Directions:
Render the data as a JSON list of strings, one string per line and no blank lines, starting with the line that contains "[indicate] cupcake stand base" and continuing through the final line of the data.
--
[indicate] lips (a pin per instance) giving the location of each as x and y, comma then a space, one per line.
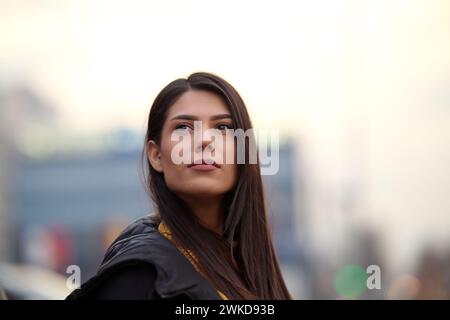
211, 163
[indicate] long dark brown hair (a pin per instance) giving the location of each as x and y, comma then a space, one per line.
242, 263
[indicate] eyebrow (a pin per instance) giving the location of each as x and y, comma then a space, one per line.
192, 117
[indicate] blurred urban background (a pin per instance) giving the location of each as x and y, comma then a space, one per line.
359, 91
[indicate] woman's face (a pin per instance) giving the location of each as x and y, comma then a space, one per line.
186, 179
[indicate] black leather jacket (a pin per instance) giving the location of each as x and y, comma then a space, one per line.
172, 276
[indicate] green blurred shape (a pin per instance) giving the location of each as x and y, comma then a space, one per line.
350, 281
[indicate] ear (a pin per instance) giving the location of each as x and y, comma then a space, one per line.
154, 155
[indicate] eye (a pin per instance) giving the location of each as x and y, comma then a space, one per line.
224, 126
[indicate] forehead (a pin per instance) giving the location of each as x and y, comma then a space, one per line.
202, 104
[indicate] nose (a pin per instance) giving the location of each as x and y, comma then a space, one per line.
204, 141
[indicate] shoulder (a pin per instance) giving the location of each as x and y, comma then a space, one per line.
136, 281
163, 270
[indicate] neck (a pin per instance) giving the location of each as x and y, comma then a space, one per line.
208, 211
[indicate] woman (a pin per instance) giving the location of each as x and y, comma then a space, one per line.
209, 238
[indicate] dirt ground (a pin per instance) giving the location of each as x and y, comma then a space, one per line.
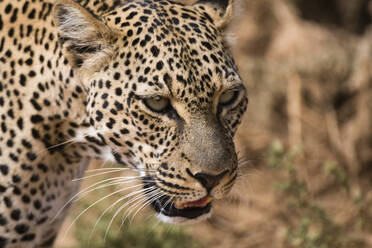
306, 141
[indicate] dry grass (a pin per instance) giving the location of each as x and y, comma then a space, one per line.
307, 135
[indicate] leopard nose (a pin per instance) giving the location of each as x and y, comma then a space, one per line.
209, 181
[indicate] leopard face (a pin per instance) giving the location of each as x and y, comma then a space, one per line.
164, 96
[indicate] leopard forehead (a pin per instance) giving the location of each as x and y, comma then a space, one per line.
169, 49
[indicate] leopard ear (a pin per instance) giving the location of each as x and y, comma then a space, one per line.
219, 10
84, 38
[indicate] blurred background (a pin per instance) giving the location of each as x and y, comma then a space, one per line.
305, 142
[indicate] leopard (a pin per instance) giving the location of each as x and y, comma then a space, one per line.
149, 85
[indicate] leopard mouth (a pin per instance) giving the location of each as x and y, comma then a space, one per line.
187, 210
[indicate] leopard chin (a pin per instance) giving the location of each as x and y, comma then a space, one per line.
187, 213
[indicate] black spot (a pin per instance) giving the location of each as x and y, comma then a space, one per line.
3, 241
21, 228
4, 169
159, 65
28, 237
15, 214
164, 166
36, 119
3, 221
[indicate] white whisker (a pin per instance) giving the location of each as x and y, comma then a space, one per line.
119, 210
116, 202
103, 198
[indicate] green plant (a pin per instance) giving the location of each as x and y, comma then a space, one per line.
311, 226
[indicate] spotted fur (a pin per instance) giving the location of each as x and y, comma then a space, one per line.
75, 79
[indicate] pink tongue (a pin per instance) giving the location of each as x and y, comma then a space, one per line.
197, 203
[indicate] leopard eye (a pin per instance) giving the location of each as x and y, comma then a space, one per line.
228, 97
157, 104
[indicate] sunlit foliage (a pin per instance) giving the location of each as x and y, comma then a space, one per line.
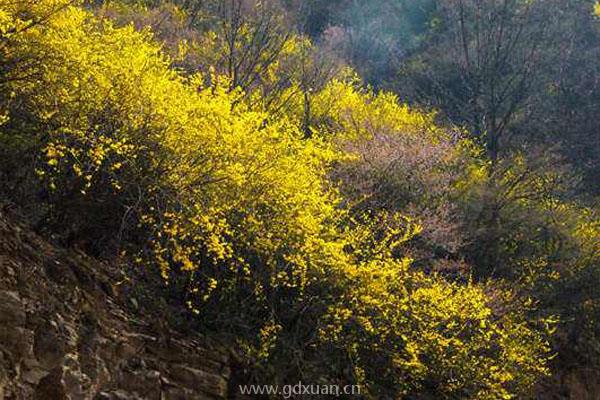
233, 206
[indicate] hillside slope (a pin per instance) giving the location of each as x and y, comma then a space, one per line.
65, 334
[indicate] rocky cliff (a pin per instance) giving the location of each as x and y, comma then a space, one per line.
65, 333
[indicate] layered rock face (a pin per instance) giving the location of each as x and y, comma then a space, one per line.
65, 334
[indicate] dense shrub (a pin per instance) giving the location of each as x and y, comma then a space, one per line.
235, 209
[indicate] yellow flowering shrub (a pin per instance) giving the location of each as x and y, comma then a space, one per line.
234, 209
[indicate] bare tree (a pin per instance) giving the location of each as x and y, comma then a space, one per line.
484, 64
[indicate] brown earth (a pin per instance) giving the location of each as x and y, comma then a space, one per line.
65, 333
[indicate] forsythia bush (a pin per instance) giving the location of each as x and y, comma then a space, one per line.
236, 211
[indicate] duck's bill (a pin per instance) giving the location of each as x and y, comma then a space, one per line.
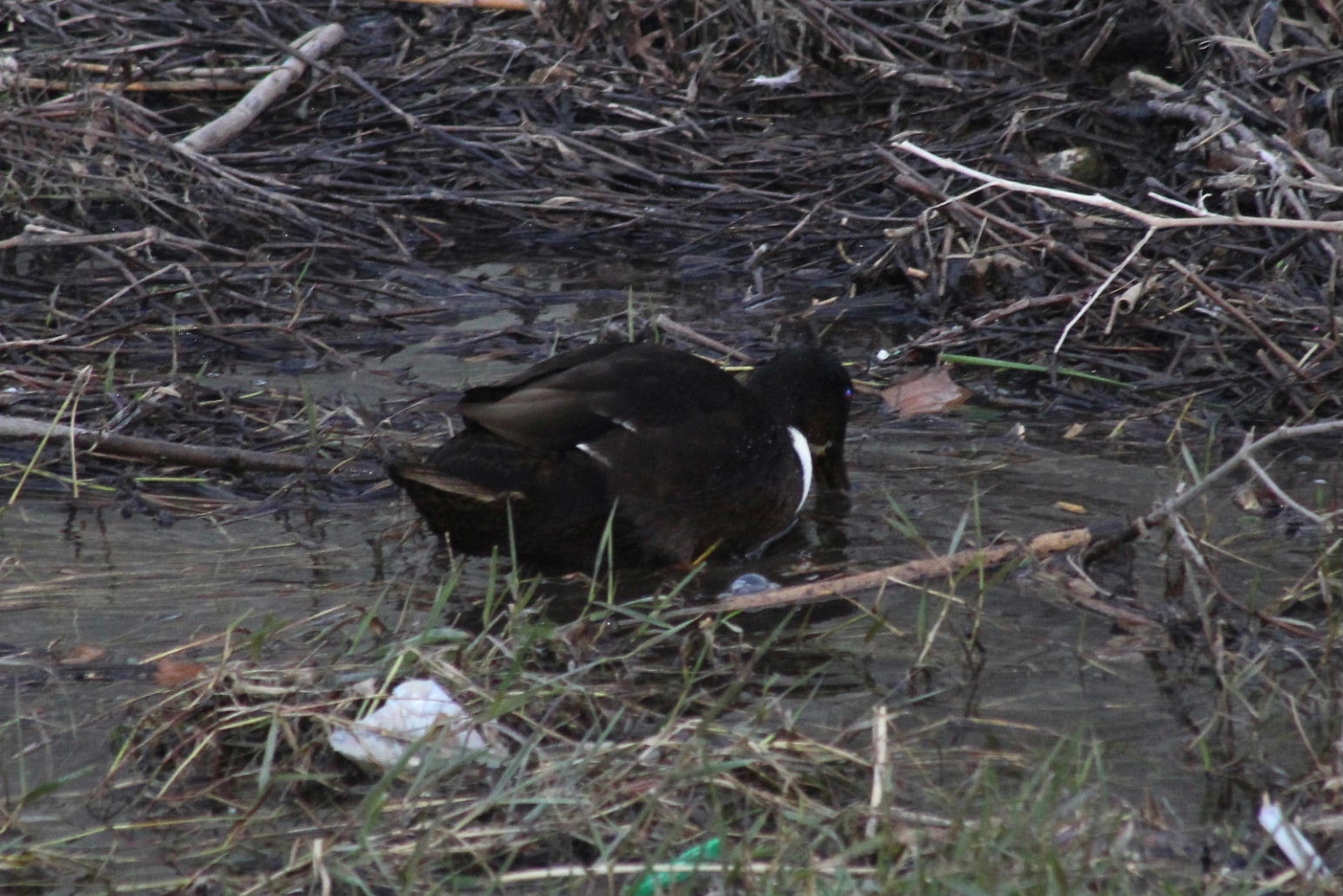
830, 469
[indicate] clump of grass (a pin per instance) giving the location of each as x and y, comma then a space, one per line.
642, 752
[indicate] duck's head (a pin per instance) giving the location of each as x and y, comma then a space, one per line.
810, 390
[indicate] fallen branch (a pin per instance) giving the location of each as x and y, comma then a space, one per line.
229, 125
1092, 539
1199, 217
511, 5
158, 451
913, 572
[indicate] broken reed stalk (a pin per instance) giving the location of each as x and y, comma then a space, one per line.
232, 123
1095, 539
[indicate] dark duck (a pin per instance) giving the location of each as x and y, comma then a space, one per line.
672, 451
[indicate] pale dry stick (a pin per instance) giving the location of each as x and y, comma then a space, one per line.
160, 451
1248, 449
229, 125
1147, 219
1201, 285
880, 766
1284, 498
1092, 539
1151, 222
695, 336
509, 5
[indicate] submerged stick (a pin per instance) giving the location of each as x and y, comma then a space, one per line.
160, 451
1039, 547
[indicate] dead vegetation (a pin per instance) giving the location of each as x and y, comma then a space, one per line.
794, 148
723, 136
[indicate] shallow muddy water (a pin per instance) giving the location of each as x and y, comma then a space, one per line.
77, 572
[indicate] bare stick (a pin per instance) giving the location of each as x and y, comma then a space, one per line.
229, 125
158, 451
1041, 545
1155, 222
1096, 200
695, 336
512, 5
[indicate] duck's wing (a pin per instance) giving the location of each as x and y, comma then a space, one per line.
578, 397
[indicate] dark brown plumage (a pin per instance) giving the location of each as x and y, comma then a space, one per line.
676, 453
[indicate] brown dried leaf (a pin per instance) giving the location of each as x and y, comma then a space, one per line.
925, 392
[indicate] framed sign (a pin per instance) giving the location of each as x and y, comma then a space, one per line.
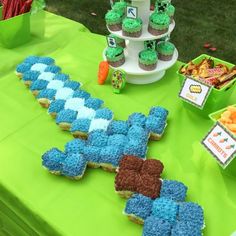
195, 92
221, 143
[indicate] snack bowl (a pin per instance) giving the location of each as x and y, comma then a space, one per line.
218, 98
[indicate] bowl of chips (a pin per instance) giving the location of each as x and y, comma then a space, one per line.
219, 74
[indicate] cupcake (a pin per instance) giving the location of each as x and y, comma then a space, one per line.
114, 20
119, 41
148, 60
165, 50
158, 23
115, 56
138, 208
80, 128
132, 27
170, 12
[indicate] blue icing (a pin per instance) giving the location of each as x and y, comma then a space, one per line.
39, 84
74, 165
46, 60
104, 113
133, 148
81, 94
53, 159
165, 209
81, 125
98, 138
75, 146
159, 112
47, 93
23, 67
92, 154
174, 190
118, 127
155, 124
139, 205
117, 140
93, 103
192, 212
156, 227
111, 155
138, 133
72, 84
67, 116
185, 229
53, 69
31, 60
62, 77
137, 119
56, 106
31, 75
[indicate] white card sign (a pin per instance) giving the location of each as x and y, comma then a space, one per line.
111, 42
195, 92
132, 12
221, 144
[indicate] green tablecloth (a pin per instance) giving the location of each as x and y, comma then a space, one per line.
39, 202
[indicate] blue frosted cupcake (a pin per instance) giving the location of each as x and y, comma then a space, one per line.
65, 118
75, 146
92, 154
53, 160
173, 190
74, 166
110, 158
55, 107
118, 127
80, 128
156, 227
138, 208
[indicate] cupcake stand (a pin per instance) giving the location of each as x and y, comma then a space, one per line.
134, 74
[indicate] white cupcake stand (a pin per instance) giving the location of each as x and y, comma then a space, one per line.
134, 74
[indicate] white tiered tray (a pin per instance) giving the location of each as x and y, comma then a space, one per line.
136, 75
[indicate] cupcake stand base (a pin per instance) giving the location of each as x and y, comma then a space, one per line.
134, 74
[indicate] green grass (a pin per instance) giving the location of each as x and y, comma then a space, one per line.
197, 22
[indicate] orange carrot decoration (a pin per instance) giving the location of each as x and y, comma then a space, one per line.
103, 72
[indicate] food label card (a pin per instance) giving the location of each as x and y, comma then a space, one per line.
221, 144
195, 92
132, 12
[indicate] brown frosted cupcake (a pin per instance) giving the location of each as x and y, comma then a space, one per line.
148, 59
115, 56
--
Output:
[
  "[indicate] cupcake stand base (a pin per instance) giving the location of each as x and y, comma then a space, one per line.",
  "134, 74",
  "[indicate] green grass (a pin per instance) giving the location of each as x and y, comma then a space, one per line.",
  "197, 22",
  "[indicate] orange carrot decoration (a pin per instance) giving the location of each as x and y, comma then a space, one per line.",
  "103, 72",
  "[indicate] food label card (a pin per instance) giving the location of each as x and y, comma then a space, one per line.",
  "221, 144",
  "195, 92",
  "132, 12",
  "[indicate] brown frosted cupcake (a pin per instance) giving the location of each as x and y, comma then a space, one per line.",
  "148, 59",
  "115, 56"
]